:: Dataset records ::
--*--

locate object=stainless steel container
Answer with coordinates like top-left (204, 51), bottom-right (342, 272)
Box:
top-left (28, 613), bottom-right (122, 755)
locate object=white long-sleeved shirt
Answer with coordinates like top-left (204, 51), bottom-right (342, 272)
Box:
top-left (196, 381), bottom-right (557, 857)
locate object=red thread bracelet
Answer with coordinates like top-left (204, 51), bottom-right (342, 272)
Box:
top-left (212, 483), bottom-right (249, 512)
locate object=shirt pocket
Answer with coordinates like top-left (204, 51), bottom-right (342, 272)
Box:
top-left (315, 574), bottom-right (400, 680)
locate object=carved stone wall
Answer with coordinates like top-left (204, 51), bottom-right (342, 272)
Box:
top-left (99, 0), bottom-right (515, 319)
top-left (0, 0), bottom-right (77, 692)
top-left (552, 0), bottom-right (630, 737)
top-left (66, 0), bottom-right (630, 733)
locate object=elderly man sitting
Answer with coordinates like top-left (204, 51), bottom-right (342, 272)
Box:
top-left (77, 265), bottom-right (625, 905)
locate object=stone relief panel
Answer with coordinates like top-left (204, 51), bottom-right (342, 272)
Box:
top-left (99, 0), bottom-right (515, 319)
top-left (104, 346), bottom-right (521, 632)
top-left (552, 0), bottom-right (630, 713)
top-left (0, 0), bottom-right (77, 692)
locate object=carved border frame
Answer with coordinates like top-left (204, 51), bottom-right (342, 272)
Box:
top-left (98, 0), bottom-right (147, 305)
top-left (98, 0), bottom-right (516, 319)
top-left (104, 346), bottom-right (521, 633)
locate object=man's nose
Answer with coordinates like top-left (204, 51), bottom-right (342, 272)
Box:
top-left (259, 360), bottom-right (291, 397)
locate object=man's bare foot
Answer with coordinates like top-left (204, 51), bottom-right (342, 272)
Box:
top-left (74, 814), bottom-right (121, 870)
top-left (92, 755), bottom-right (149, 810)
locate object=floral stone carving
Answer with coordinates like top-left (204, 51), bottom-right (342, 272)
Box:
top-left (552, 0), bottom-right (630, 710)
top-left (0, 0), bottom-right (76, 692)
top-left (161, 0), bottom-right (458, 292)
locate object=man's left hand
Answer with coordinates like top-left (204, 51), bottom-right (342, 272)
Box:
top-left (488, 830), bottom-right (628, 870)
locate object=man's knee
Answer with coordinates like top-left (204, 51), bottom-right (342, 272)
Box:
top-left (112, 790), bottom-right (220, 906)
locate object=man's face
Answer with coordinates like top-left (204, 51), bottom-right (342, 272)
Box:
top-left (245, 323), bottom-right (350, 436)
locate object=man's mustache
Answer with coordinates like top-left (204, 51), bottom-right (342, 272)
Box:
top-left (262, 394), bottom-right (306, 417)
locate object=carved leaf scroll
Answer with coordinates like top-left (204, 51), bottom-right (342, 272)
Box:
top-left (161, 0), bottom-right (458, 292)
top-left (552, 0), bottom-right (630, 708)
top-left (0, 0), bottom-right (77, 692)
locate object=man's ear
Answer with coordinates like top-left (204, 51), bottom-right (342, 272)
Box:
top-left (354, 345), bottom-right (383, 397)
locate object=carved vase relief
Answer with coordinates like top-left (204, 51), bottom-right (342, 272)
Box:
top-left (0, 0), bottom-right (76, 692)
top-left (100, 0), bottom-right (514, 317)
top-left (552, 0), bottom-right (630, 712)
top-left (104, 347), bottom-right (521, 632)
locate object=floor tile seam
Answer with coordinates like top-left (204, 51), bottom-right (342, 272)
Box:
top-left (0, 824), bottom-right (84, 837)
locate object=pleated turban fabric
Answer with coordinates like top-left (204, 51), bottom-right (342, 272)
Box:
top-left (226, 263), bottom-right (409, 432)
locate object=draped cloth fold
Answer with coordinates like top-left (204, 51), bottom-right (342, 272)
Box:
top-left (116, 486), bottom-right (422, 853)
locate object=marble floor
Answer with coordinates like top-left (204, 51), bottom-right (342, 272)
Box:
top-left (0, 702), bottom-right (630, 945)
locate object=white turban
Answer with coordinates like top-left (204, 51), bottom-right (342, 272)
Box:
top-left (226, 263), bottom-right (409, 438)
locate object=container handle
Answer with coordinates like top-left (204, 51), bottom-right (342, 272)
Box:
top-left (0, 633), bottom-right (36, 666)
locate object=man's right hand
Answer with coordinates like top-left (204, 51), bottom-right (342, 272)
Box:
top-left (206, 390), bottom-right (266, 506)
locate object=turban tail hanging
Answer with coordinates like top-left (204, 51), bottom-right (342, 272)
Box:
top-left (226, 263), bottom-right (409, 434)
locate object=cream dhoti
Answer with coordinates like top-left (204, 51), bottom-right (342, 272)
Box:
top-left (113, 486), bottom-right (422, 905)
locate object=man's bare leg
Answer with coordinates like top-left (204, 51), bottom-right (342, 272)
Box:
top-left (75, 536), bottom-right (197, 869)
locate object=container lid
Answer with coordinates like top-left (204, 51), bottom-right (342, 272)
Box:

--*--

:: TASK OBJECTIVE ::
Rewrite the items above, changing "locate object" to "find object" wherever it occurs and keeping everything else the same.

:: SOLUTION ::
find object=stainless steel container
Answer with coordinates like top-left (204, 51), bottom-right (342, 272)
Box:
top-left (28, 613), bottom-right (122, 755)
find object=white long-sleeved shirt
Answer with coordinates like top-left (204, 51), bottom-right (342, 272)
Box:
top-left (196, 381), bottom-right (557, 857)
find object=red thread bracelet
Answer with coordinates like top-left (204, 51), bottom-right (342, 272)
Box:
top-left (212, 483), bottom-right (249, 512)
find object=shirt pocket
Answer with coordinates like top-left (204, 51), bottom-right (342, 272)
Box:
top-left (315, 574), bottom-right (400, 680)
find object=carved stone wall
Answer with coordinates like top-left (204, 51), bottom-right (342, 272)
Box:
top-left (99, 0), bottom-right (515, 319)
top-left (0, 0), bottom-right (77, 692)
top-left (552, 0), bottom-right (630, 737)
top-left (66, 0), bottom-right (630, 733)
find object=elderly man sitting
Answer with coordinates like top-left (204, 51), bottom-right (342, 272)
Box:
top-left (77, 265), bottom-right (625, 905)
find object=stone relief panel
Answer with coordinates like top-left (204, 51), bottom-right (342, 272)
Box:
top-left (99, 0), bottom-right (515, 319)
top-left (104, 346), bottom-right (521, 632)
top-left (552, 0), bottom-right (630, 713)
top-left (0, 0), bottom-right (77, 692)
find object=carved border frame
Answer with coordinates like top-left (204, 51), bottom-right (342, 272)
Box:
top-left (98, 0), bottom-right (147, 305)
top-left (98, 0), bottom-right (516, 319)
top-left (104, 346), bottom-right (521, 633)
find object=man's nose
Answer with coordinates like top-left (204, 51), bottom-right (342, 272)
Box:
top-left (259, 360), bottom-right (291, 397)
find object=man's bare foot
Answer with coordinates like top-left (204, 51), bottom-right (342, 272)
Box:
top-left (74, 814), bottom-right (121, 870)
top-left (92, 755), bottom-right (149, 810)
find object=floral stone carving
Answer with coordinates like top-left (204, 51), bottom-right (342, 272)
Box:
top-left (552, 0), bottom-right (630, 710)
top-left (0, 0), bottom-right (76, 692)
top-left (161, 0), bottom-right (458, 292)
find object=man's left hand
Answer with coordinates like top-left (204, 51), bottom-right (342, 272)
Box:
top-left (488, 830), bottom-right (628, 870)
find object=man's knee
Answer with coordinates like top-left (204, 51), bottom-right (342, 272)
Box:
top-left (112, 790), bottom-right (220, 906)
find object=man's face
Answer with coordinates like top-left (204, 51), bottom-right (342, 272)
Box:
top-left (245, 323), bottom-right (350, 436)
find object=man's mustache
Answer with coordinates like top-left (204, 51), bottom-right (342, 272)
Box:
top-left (262, 394), bottom-right (306, 417)
find object=carved leaf scroll
Answer with coordinates like top-left (204, 51), bottom-right (342, 272)
Box:
top-left (161, 0), bottom-right (458, 292)
top-left (552, 0), bottom-right (630, 708)
top-left (0, 0), bottom-right (77, 692)
find object=man's ear
Answer with coordinates like top-left (204, 51), bottom-right (342, 272)
Box:
top-left (354, 345), bottom-right (383, 397)
find object=carved vase relief
Answer with coordinates like top-left (204, 51), bottom-right (342, 272)
Box:
top-left (0, 0), bottom-right (76, 692)
top-left (100, 0), bottom-right (514, 317)
top-left (552, 0), bottom-right (630, 712)
top-left (104, 347), bottom-right (521, 632)
find object=floor tile seam
Answer with coordinates like top-left (204, 51), bottom-right (342, 272)
Box:
top-left (0, 824), bottom-right (84, 837)
find object=pleated turban fabric
Answer with coordinates like top-left (204, 51), bottom-right (342, 272)
Box:
top-left (226, 263), bottom-right (409, 432)
find object=draped cloth fold
Answer with coordinates like top-left (204, 51), bottom-right (342, 272)
Box:
top-left (116, 486), bottom-right (422, 853)
find object=marble floor
Answer with coordinates like top-left (204, 51), bottom-right (342, 272)
Box:
top-left (0, 702), bottom-right (630, 945)
find object=white turban
Answer with coordinates like top-left (204, 51), bottom-right (342, 272)
Box:
top-left (226, 263), bottom-right (409, 438)
find object=container handle
Answer with coordinates like top-left (204, 51), bottom-right (342, 272)
Box:
top-left (0, 633), bottom-right (36, 666)
find object=man's right hand
Answer with coordinates like top-left (204, 51), bottom-right (342, 272)
Box:
top-left (206, 390), bottom-right (266, 506)
find object=turban tail hanging
Answer with coordinates like top-left (204, 51), bottom-right (342, 272)
Box:
top-left (226, 263), bottom-right (409, 434)
find object=cream dhoti
Answer with coordinates like top-left (204, 51), bottom-right (342, 272)
Box:
top-left (113, 486), bottom-right (422, 905)
find object=man's bare leg
Answer with coordinates like top-left (204, 51), bottom-right (342, 272)
Box:
top-left (75, 536), bottom-right (197, 869)
find object=container lid
Answer with coordinates like top-left (204, 51), bottom-right (342, 272)
Box:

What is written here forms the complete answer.